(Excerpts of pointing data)
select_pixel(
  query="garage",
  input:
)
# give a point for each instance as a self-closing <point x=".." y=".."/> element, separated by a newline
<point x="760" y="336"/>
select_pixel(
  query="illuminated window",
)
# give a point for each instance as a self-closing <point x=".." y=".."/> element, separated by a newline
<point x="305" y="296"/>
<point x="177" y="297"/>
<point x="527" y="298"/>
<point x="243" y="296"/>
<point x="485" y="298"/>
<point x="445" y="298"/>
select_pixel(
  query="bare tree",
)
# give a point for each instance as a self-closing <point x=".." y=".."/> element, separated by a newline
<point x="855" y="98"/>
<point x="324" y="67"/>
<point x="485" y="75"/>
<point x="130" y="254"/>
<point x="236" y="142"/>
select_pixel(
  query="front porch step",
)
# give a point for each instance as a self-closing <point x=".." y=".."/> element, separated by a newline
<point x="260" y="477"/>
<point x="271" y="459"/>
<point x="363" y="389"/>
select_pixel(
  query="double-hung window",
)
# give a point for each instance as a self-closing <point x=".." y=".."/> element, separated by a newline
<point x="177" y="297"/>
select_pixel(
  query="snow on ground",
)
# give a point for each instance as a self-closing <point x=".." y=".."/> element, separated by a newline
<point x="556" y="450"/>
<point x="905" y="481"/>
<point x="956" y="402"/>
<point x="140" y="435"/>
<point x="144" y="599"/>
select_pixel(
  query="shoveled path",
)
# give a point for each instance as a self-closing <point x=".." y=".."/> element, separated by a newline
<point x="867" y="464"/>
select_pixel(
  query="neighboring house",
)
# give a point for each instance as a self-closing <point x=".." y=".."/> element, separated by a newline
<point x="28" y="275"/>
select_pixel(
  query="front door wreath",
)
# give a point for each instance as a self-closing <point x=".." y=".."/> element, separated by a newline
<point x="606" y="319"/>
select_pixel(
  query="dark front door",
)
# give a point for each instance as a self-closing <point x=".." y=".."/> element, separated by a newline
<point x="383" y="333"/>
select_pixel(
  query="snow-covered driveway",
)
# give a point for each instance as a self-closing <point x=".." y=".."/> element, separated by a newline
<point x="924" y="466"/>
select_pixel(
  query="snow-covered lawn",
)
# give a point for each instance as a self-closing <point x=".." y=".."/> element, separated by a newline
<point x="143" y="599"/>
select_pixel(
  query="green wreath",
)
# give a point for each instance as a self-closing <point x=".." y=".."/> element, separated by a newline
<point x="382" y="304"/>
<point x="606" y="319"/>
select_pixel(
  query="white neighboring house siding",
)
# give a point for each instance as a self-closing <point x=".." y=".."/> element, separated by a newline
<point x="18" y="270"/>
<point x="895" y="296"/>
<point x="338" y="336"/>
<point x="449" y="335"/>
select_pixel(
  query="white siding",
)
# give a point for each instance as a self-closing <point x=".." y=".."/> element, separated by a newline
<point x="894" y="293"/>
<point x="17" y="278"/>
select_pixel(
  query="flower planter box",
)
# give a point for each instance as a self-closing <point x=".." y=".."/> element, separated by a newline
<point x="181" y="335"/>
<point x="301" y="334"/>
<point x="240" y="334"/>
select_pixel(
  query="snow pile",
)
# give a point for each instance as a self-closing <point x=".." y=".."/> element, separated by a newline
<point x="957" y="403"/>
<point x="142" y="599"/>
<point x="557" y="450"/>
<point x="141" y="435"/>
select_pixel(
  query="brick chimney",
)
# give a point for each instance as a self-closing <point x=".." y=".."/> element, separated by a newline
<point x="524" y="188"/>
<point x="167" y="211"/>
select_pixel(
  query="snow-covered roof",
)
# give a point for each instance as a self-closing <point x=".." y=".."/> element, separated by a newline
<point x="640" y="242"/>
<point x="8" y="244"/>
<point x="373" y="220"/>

## Task directions:
List each line in the items above that contains the string "neighboring".

## Result below:
  query="neighboring house",
  query="white neighboring house siding",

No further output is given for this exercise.